Records provided:
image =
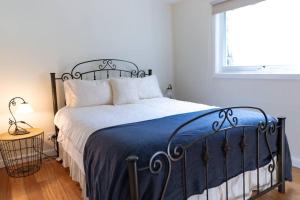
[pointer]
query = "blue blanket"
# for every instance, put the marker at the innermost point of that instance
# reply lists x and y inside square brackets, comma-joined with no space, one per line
[107,149]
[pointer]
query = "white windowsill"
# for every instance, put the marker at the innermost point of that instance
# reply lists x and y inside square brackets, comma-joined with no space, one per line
[247,75]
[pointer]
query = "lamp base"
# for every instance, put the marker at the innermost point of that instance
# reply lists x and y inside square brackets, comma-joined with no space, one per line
[18,131]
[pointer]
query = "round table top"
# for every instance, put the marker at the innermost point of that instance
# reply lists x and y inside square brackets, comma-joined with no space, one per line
[32,133]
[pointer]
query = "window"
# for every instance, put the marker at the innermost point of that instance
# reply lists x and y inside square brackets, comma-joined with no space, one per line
[259,38]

Problem:
Pull out each line of the listing above that contains the string "query", treating uppercase and lowercase as different.

Exercise response:
query = "blue blanket"
query = "white windowsill"
query = "lamp base"
query = "round table top"
query = "window"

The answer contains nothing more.